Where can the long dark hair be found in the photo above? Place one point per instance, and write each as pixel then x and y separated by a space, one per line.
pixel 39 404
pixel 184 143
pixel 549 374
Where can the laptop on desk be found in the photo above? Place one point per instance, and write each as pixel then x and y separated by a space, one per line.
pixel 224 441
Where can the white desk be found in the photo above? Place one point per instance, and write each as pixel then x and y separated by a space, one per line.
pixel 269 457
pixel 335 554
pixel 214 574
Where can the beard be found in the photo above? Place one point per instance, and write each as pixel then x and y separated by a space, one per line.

WHAT THE TASK ASKS
Output the entire data exactly, line for line.

RESULT
Where can the long dark hair be found in the photo above? Place one point per instance, and write each as pixel then x and y separated by a space, one per line.
pixel 39 404
pixel 184 143
pixel 549 374
Where can the laptop on desk be found in the photo above? Place one point per instance, and write each as pixel then x and y separated by a space, one per line.
pixel 224 441
Where can the white desk be found in the photo above? Place one point per instance, and write each as pixel then x and y separated by a space, one per line.
pixel 269 457
pixel 335 554
pixel 214 574
Where can the beard be found in the photo above? Place one point per instance, and write each as pixel then x and y separated by a space, one per line.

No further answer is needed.